§ REQUIRED ACTION
For the entries below, the expected answer is the line with "artwork in this scene.", the line with "mirror in this scene.", and every line between them, exactly as written, and nothing more.

§ Collected data
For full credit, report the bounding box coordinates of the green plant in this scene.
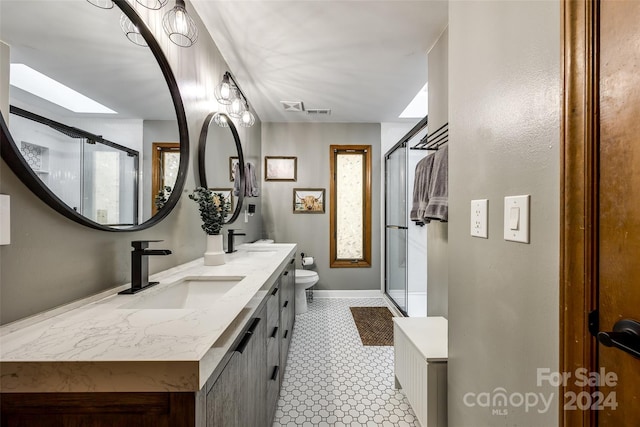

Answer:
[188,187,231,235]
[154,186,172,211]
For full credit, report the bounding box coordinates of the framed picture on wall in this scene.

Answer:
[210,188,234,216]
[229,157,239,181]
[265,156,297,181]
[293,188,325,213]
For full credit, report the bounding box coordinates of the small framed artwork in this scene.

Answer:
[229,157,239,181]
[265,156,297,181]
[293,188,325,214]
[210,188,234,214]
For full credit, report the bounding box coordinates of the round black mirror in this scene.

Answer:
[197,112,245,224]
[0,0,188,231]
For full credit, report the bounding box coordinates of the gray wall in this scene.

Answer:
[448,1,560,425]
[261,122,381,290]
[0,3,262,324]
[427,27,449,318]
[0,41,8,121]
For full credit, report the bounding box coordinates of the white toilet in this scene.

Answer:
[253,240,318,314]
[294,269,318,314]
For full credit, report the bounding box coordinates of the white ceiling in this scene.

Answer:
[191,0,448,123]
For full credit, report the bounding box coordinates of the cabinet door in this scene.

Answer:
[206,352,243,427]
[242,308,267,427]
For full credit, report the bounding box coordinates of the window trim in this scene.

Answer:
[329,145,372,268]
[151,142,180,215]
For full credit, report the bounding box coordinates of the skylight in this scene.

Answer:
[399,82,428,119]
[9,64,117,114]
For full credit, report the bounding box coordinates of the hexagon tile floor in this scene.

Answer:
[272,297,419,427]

§ EXERCISE RESULT
For full credit, report the bounding box coordinates of the small framed artwork in this scene.

Answer:
[229,157,239,181]
[265,156,297,181]
[293,188,325,214]
[210,188,234,214]
For full credit, report the bounding box coordinates of the round black mirror in this scene.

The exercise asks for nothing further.